**** Trecho do documento

Câncer, Netuno e a necessidade de fazer da mente um lar 

“Já que sou, o jeito é ser.”

Quando li A Hora da Estrela, de Clarice Lispector, pela primeira vez, fui tomada por um súbito susto. O susto de me identificar com o medíocre e o incomparável da humanidade. Macabéa, personagem principal da novela, foi a persona que me veio à cabeça quando comecei a pensar em escrever sobre Netuno.

Gosto muito da astrologia que descentraliza o foco do banal e se volta ao que raramente recebe holofotes. Talvez isso venha do Netuno em Aquário no meu mapa — que se expressa bem quando dá atenção aos esquecidos e vulneráveis. É assim que posso começar a explicar: Netuno é aquilo que mal se vê, mas nunca deixa de estar. É o planeta mais distante do Sol no nosso sistema solar, o mais próximo das sombras. Um fenômeno em nossas vidas que ganha força quando a gente não está com vontade de ser quem é. Ou seja: “já que é, o jeito é ser.”

Mas não como um ultimato — algo imutável ou que precise ser aceito sem questionamento. E sim como uma força que nos obriga a encarar aquilo que evitamos constantemente — e que, quando finalmente recebe a atenção necessária, se revela capaz de nos moldar até no modo como respiramos.

Tenho um carinho por Netuno porque ele é apegado ao tempo. Demora cerca de 160 anos para dar uma volta completa ao redor do Sol, o que significa que passa, em média, de 13 a 15 anos em cada signo. E quando muda de signo, faz barulho.

Este ano, a transição foi forte: Netuno deixou Peixes — o último signo do zodíaco — no início do ano, entrou em Áries por alguns dias e logo ficou retrógrado. Isso quer dizer que ainda está se despedindo do lugar onde permaneceu pelos últimos 14 anos. No momento, ele está retrógrado em Peixes, e só entra oficialmente em Áries no início de 2026.

Essa mudança trará uma reviravolta necessária no inconsciente coletivo. Netuno rege o “pré-pensamento”: a fala em construção, a ideia que ainda não virou palavra, o quadro que ainda não foi pintado, o roteiro do filme apenas sonhado. Em Peixes, ele é a pré-produção. Em Áries, começará a trabalhar junto com a materialização do pensamento — é o início da ação. A imaginação ganhando forma. A vontade aprendendo a andar.

********

__Problemas e tarefas__:
1. No texto sobre Netuno, quanto tempo o planeta leva para dar uma volta completa ao redor do Sol?
2. Redigite o trecho do texto sobre Netuno de “Essa mudança trará” até “aprendendo a andar.”.

**** Seção de dados

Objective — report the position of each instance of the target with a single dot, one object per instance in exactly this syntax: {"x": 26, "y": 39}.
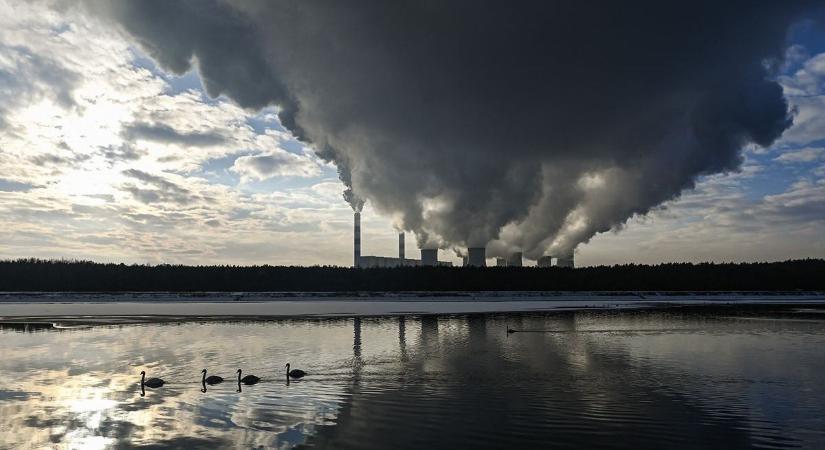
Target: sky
{"x": 111, "y": 153}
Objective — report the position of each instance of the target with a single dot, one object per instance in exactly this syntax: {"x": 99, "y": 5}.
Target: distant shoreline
{"x": 143, "y": 307}
{"x": 33, "y": 275}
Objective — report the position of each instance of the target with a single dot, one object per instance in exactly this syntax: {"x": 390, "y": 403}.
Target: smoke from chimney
{"x": 518, "y": 126}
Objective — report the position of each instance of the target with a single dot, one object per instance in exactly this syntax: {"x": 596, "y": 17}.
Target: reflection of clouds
{"x": 381, "y": 382}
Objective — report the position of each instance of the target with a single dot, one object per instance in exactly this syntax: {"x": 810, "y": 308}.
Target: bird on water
{"x": 249, "y": 379}
{"x": 211, "y": 379}
{"x": 294, "y": 373}
{"x": 151, "y": 382}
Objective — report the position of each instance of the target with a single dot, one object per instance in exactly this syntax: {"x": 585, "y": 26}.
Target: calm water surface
{"x": 713, "y": 379}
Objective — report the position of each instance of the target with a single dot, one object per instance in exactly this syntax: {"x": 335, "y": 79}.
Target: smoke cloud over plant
{"x": 523, "y": 127}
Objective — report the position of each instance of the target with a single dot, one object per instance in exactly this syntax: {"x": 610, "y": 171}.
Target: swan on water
{"x": 211, "y": 379}
{"x": 294, "y": 373}
{"x": 249, "y": 379}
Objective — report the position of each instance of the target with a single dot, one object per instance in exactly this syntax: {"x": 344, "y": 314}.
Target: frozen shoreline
{"x": 172, "y": 306}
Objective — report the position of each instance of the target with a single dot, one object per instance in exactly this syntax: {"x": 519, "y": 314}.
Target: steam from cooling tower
{"x": 527, "y": 126}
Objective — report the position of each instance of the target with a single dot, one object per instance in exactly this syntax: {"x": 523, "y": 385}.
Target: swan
{"x": 294, "y": 373}
{"x": 249, "y": 379}
{"x": 151, "y": 382}
{"x": 211, "y": 379}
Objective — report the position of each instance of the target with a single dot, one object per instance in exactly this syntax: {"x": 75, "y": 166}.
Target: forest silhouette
{"x": 87, "y": 276}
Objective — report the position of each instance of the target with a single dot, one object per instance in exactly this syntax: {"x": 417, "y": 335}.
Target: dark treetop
{"x": 45, "y": 275}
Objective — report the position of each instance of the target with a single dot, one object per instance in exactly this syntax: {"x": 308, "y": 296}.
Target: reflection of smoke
{"x": 529, "y": 127}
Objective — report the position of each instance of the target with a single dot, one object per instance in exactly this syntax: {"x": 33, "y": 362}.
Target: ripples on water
{"x": 610, "y": 379}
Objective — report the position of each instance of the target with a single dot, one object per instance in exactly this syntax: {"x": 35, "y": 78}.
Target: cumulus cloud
{"x": 533, "y": 126}
{"x": 165, "y": 133}
{"x": 803, "y": 155}
{"x": 280, "y": 164}
{"x": 159, "y": 189}
{"x": 26, "y": 77}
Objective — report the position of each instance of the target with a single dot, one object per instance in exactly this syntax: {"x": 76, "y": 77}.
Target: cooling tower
{"x": 565, "y": 261}
{"x": 545, "y": 261}
{"x": 476, "y": 257}
{"x": 429, "y": 256}
{"x": 357, "y": 238}
{"x": 514, "y": 260}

********

__Respostas em ordem__:
1. Cerca de 160 anos.

2.
Essa mudança trará uma reviravolta necessária no inconsciente coletivo. Netuno rege o “pré-pensamento”: a fala em construção, a ideia que ainda não virou palavra, o quadro que ainda não foi pintado, o roteiro do filme apenas sonhado. Em Peixes, ele é a pré-produção. Em Áries, começará a trabalhar junto com a materialização do pensamento — é o início da ação. A imaginação ganhando forma. A vontade aprendendo a andar.